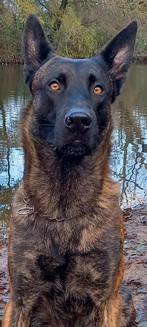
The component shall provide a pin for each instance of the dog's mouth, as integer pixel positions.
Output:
(74, 149)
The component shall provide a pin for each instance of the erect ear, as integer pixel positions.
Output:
(35, 47)
(118, 55)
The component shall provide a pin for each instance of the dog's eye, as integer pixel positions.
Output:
(54, 86)
(98, 90)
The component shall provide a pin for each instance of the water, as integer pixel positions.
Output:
(128, 160)
(129, 155)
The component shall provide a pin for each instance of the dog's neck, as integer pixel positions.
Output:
(64, 188)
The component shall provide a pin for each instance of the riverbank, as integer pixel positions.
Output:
(18, 60)
(136, 261)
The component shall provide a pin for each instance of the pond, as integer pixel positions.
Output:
(129, 154)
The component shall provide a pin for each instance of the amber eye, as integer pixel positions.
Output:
(98, 90)
(54, 86)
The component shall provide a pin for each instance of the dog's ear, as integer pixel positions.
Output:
(35, 47)
(118, 55)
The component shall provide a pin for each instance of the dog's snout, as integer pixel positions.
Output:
(78, 119)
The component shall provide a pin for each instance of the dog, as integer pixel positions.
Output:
(66, 261)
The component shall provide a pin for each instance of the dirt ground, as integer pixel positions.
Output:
(136, 261)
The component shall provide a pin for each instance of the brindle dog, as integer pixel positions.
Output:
(66, 232)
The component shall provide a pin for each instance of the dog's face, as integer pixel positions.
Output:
(72, 97)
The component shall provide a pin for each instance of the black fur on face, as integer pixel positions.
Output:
(72, 97)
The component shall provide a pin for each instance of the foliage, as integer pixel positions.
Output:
(77, 28)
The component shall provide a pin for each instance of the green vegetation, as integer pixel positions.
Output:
(76, 27)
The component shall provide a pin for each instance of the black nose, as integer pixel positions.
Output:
(77, 119)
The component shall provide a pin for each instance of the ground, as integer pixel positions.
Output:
(136, 261)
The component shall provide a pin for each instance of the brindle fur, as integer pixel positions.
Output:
(66, 273)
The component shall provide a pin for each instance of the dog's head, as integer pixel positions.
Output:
(72, 97)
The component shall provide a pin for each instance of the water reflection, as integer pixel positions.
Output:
(129, 156)
(13, 97)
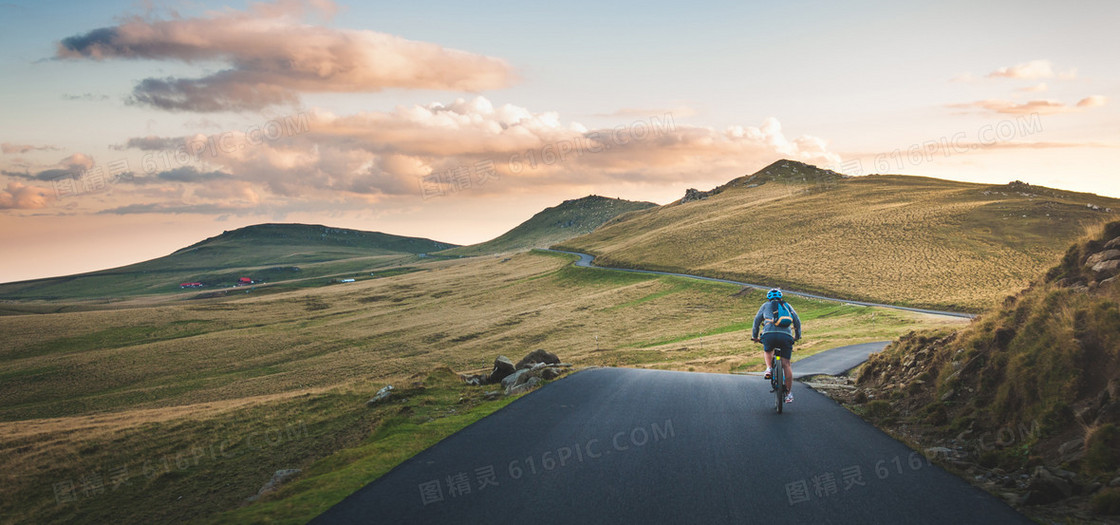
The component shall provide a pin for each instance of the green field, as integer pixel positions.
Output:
(281, 380)
(553, 225)
(297, 254)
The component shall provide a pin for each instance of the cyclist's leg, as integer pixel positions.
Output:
(784, 346)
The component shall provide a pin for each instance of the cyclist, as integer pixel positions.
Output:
(775, 337)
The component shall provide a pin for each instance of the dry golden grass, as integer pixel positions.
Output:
(89, 390)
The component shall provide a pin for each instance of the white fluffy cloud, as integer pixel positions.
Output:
(272, 56)
(380, 155)
(20, 196)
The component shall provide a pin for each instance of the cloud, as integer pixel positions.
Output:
(85, 96)
(72, 166)
(9, 148)
(151, 143)
(20, 196)
(1041, 106)
(383, 155)
(185, 174)
(1035, 88)
(1029, 69)
(272, 56)
(679, 112)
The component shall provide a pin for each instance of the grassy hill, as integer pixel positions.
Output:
(1034, 382)
(263, 252)
(182, 410)
(553, 225)
(894, 238)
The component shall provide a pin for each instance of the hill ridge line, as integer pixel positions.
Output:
(587, 261)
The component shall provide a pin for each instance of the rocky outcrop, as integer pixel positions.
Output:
(693, 194)
(535, 357)
(279, 478)
(503, 366)
(533, 369)
(382, 395)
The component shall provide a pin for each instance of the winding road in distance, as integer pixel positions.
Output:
(624, 446)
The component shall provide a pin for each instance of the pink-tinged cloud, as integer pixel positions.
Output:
(1033, 69)
(384, 155)
(20, 196)
(1094, 101)
(1042, 106)
(9, 148)
(272, 56)
(1041, 87)
(1029, 69)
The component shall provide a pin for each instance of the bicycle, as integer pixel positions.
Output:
(777, 381)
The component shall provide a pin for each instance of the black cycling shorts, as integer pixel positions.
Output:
(783, 343)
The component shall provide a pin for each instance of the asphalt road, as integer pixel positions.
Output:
::::
**Prompt:**
Write only the number of lines in the entries where the string "cyclist" occurs.

**Exercise answer:**
2